Records excerpted from a collection
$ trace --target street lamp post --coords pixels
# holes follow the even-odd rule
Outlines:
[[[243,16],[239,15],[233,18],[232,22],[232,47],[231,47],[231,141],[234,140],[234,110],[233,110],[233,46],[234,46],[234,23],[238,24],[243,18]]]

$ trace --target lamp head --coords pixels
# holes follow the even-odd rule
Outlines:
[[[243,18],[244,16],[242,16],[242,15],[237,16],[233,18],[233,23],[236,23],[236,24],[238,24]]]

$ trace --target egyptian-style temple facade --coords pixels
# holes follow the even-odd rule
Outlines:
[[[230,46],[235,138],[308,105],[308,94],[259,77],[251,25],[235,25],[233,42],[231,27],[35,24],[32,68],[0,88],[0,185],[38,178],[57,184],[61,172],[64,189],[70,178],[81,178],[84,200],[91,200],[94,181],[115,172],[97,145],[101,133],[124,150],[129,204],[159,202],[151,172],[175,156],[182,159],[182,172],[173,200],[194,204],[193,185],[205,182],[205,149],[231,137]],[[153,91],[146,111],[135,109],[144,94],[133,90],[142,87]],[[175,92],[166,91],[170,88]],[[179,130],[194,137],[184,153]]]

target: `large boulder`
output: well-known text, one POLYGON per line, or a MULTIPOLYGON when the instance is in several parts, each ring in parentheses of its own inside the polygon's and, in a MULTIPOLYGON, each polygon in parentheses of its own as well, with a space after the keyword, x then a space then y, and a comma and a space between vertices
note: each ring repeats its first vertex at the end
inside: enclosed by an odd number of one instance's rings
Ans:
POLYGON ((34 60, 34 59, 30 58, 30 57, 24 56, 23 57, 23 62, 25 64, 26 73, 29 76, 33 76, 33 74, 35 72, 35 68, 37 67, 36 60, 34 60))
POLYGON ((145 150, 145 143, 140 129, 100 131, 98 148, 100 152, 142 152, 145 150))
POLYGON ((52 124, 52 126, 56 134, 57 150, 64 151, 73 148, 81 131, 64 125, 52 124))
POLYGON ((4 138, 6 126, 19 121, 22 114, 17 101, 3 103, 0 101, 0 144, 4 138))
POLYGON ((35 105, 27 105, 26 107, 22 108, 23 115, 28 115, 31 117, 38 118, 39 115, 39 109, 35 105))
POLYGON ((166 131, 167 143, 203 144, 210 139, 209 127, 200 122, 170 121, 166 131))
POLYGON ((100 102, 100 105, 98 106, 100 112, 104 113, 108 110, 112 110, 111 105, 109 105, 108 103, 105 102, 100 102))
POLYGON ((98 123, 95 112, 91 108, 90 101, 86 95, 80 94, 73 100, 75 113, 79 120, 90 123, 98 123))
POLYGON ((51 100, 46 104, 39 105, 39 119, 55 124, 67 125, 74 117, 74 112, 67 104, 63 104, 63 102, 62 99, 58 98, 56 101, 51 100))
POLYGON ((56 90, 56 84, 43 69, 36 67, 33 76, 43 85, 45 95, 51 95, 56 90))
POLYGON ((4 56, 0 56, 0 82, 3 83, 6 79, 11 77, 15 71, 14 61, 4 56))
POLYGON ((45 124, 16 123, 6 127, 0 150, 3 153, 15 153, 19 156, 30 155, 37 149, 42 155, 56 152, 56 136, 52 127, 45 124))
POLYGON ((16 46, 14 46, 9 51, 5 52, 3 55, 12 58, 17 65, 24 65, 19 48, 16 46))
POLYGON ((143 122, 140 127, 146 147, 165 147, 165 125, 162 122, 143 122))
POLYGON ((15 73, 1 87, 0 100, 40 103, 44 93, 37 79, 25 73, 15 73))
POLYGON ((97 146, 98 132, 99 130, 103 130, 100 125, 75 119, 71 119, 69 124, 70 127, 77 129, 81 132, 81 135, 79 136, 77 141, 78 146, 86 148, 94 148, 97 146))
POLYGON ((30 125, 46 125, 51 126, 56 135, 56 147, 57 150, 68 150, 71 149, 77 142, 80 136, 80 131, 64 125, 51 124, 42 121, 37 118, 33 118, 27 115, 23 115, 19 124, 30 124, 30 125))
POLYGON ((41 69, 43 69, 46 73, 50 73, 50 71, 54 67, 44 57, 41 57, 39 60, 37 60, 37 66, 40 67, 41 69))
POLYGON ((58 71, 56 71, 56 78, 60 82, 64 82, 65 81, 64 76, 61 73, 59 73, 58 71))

*AIM OF THE EXERCISE:* Pull out every line in the listing above that contains the string "coords", and treat uppercase and lowercase as different.

*TASK SOLUTION:*
$ trace --target street lamp post --coords pixels
$ trace --target lamp head --coords pixels
$ trace --target egyptian-style temple facade --coords pixels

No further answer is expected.